### Source extract
# # # # # # #
Developing a Holiday Shopping Strategy

Despite cheerful songs about chestnuts roasting on open fires and it being the most wonderful time of the year, for many, the holidays are the most stressful time of the year. In fact, one survey of 2,000 adults revealed 88 percent of respondents found the holidays to be the most stressful time of the year. As far as what specifically stressed them out, 56 percent said it was the financial strain brought on by the holidays, and 48 percent said it was the added stress of finding and buying gifts for everyone.

Clearly, the thought of holiday shopping and busting budgets to purchase holiday gifts has many of us on edge. The bad news is that, with the pandemic, rising prices, falling inventory, and labor shortages in full effect, this holiday shopping season has the potential to be one of the more stressful ones in years.

The good news is that, with a little planning, foresight, and strategizing, you should be able to take care of your holiday shopping with a minimum of aggravation and keep your stress levels under control. Then you can put your shopping woes behind you and enjoy the holidays for what they’re truly about—whatever that happens to be for you.
# # # # # # #
### Available data
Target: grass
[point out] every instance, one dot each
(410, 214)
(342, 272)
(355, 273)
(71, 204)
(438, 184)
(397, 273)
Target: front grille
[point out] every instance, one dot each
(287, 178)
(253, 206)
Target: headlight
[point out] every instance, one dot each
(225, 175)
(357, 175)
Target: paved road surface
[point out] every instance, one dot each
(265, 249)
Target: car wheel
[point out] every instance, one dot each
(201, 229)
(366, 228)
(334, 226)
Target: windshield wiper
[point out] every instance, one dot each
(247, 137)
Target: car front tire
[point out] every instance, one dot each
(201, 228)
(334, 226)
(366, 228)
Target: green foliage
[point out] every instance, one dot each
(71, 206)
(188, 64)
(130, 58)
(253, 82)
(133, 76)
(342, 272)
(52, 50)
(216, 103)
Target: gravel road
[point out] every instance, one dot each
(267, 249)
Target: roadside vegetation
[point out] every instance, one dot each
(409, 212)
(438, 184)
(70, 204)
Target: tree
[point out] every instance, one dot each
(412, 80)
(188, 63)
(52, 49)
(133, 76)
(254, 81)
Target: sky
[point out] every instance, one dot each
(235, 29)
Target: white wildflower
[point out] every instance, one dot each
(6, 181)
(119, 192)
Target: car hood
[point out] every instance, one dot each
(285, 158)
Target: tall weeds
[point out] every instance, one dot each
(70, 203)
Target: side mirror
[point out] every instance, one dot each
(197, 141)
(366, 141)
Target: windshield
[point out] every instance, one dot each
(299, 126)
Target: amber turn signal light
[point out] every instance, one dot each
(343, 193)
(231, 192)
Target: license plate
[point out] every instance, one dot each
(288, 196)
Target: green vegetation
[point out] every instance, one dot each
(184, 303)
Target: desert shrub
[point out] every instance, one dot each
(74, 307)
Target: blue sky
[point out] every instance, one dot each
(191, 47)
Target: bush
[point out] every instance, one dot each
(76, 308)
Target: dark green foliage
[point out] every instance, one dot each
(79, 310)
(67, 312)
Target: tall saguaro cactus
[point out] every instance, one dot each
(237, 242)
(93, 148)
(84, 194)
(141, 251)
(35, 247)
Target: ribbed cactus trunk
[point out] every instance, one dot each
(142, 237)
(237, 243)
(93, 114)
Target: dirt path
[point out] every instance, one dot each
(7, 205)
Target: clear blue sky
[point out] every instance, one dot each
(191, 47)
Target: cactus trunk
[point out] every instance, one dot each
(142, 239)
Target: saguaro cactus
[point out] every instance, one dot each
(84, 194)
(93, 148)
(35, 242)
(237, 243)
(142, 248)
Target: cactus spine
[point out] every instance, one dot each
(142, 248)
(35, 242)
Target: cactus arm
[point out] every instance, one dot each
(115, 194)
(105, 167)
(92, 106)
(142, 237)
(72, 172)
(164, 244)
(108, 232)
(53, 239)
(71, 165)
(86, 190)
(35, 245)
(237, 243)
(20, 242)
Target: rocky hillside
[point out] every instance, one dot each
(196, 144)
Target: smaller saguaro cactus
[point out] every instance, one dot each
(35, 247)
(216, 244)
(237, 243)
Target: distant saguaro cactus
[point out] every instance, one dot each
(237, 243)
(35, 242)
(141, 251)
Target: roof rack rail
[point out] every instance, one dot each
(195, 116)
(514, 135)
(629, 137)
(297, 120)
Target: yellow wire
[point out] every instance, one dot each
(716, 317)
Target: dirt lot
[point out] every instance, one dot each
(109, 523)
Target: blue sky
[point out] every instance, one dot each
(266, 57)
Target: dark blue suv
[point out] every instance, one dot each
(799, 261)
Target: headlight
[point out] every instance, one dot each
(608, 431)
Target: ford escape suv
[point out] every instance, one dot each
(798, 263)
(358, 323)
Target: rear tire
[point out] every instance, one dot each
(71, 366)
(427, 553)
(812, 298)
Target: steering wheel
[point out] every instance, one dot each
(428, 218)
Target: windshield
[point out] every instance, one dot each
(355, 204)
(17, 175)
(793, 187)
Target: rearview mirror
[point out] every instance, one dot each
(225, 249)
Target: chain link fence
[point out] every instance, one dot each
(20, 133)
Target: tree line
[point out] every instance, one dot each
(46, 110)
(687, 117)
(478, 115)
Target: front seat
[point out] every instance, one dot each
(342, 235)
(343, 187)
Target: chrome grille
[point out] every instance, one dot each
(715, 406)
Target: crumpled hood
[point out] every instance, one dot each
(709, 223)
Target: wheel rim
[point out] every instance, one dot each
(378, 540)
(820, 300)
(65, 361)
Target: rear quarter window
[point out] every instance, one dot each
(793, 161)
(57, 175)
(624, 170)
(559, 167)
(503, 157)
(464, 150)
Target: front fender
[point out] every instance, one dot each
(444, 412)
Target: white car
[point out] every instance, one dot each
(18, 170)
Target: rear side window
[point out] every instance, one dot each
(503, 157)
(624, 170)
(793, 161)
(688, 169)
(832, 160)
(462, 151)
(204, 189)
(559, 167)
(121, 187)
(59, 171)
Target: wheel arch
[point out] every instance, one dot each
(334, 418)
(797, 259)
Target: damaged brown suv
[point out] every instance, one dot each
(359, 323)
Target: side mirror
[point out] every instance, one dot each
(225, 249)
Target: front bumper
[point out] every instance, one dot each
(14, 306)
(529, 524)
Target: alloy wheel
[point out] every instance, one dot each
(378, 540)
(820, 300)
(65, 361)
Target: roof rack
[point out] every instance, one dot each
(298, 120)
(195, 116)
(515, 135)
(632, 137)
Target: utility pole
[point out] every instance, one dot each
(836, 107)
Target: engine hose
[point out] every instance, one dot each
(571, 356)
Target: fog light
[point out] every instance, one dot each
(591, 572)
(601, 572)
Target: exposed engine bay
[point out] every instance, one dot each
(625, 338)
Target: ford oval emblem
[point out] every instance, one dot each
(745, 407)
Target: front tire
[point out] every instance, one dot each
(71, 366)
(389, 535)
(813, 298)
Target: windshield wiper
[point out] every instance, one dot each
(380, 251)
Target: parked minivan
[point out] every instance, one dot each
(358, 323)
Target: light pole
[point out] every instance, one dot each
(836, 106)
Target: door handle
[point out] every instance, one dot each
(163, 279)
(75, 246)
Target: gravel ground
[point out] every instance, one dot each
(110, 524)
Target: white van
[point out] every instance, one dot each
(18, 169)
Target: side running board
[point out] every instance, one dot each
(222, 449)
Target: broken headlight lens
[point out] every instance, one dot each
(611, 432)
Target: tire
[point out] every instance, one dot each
# # # # # # #
### Work to be completed
Quote the holiday shopping text word for word, everything from "The good news" down to "be for you.". The material can be set aside.

### Solved problem
The good news is that, with a little planning, foresight, and strategizing, you should be able to take care of your holiday shopping with a minimum of aggravation and keep your stress levels under control. Then you can put your shopping woes behind you and enjoy the holidays for what they’re truly about—whatever that happens to be for you.